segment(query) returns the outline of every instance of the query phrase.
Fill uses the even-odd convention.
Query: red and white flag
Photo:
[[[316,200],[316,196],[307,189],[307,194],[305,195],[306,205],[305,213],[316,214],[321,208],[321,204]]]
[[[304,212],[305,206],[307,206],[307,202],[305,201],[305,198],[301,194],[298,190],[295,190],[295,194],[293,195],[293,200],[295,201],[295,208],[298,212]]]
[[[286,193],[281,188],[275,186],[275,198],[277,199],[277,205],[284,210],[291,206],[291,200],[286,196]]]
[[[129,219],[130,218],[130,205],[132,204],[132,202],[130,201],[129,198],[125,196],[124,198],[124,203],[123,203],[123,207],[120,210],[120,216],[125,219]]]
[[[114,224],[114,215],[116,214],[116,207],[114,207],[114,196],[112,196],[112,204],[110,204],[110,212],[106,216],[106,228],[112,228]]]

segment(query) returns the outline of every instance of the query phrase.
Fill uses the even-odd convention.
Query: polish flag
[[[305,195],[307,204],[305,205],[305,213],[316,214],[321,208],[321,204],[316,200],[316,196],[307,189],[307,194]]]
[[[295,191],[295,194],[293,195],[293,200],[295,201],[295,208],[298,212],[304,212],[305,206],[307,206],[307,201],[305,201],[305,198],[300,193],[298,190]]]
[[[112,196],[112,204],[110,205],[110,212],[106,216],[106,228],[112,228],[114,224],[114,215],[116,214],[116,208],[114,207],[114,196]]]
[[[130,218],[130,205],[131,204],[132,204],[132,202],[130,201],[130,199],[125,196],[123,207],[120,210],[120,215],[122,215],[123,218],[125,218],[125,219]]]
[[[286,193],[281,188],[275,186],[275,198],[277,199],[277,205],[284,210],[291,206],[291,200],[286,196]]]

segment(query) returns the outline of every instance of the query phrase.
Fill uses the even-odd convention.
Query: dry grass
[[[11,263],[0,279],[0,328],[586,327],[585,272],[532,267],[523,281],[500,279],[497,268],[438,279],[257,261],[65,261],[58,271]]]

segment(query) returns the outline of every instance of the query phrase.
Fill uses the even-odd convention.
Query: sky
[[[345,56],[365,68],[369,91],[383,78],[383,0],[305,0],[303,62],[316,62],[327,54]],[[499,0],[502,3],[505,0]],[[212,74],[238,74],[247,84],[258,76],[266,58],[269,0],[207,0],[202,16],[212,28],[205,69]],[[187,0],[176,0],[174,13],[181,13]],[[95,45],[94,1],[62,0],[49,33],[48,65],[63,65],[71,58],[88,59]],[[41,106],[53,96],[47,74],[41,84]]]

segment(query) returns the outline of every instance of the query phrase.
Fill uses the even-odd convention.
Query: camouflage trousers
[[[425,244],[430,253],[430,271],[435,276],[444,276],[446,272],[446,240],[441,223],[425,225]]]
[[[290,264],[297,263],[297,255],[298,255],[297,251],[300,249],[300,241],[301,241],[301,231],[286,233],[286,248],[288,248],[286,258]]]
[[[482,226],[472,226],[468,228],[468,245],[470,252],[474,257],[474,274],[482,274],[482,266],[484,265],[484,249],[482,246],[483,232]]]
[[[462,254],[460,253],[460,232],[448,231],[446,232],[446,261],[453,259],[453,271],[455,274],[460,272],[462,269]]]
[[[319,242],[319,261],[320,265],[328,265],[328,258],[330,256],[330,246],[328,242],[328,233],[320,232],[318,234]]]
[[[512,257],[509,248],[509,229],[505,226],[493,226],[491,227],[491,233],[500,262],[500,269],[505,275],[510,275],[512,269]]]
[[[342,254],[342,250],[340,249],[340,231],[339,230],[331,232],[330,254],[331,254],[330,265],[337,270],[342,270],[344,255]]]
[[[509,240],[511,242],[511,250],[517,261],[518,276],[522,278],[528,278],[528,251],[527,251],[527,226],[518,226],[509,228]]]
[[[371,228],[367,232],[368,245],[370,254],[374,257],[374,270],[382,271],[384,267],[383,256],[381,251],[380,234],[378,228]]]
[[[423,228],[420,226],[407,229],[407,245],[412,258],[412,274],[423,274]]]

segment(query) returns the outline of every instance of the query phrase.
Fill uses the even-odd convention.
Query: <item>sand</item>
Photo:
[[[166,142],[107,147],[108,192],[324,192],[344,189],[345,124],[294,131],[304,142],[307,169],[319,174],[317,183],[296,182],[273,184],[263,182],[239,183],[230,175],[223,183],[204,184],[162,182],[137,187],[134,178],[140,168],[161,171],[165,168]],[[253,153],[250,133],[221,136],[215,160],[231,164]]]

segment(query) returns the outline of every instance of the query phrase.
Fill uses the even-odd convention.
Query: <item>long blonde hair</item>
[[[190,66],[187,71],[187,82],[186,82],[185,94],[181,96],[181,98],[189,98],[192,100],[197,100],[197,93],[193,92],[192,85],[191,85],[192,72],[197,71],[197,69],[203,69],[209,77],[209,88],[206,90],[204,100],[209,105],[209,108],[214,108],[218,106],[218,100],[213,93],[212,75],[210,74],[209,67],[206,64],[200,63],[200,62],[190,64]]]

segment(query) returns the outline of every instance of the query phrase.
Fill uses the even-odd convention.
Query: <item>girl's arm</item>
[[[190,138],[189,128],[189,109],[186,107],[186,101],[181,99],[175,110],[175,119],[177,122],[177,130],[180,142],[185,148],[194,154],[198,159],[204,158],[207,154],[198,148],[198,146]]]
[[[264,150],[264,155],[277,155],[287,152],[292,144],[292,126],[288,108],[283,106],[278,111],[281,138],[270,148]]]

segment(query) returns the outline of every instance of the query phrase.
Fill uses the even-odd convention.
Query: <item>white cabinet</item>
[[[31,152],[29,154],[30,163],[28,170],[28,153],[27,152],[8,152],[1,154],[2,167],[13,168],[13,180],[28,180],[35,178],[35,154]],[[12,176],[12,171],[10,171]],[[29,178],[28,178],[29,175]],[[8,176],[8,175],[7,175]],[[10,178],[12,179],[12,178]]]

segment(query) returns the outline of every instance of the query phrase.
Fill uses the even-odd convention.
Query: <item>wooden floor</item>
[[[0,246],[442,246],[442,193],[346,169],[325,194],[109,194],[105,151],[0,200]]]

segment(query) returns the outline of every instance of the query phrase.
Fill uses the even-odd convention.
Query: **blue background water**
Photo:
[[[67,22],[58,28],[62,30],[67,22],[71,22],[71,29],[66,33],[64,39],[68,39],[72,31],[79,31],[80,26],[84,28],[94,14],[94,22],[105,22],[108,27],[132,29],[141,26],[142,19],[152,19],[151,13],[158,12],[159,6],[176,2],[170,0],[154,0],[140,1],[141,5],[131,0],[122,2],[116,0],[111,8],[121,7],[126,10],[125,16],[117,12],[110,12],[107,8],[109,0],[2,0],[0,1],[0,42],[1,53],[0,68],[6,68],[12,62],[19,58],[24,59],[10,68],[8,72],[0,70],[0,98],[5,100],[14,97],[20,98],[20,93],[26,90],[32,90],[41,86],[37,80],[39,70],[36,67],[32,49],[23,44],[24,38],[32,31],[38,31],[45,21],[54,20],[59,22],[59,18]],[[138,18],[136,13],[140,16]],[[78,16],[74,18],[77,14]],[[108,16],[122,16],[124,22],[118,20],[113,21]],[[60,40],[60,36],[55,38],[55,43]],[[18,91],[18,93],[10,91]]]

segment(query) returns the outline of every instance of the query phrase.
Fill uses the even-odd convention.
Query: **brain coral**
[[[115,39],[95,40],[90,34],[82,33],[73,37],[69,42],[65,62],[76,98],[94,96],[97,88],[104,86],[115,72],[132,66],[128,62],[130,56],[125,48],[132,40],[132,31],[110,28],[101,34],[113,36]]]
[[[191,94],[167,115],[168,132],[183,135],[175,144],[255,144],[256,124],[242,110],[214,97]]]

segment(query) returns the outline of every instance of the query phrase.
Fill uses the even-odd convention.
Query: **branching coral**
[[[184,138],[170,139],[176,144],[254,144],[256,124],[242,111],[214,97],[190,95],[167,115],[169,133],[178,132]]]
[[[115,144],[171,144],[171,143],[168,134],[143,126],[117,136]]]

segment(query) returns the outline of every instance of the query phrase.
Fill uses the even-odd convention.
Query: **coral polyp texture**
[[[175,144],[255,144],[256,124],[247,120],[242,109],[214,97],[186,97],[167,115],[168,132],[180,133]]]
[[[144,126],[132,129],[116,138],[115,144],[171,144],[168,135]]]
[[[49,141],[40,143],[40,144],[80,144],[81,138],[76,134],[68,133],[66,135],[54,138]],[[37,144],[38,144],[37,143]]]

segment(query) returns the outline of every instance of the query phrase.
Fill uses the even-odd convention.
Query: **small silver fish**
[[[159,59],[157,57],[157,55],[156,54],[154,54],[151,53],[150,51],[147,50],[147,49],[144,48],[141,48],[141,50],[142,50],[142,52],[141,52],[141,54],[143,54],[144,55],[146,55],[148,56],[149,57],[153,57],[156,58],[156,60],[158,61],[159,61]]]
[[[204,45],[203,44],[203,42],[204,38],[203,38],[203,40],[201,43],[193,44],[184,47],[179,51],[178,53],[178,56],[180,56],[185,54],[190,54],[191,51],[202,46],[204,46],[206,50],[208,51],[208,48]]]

• _What this task involves_
Count the lines in the records above that contain the string "coral", with case taken into account. Reply with the number alone.

• _Written solution_
3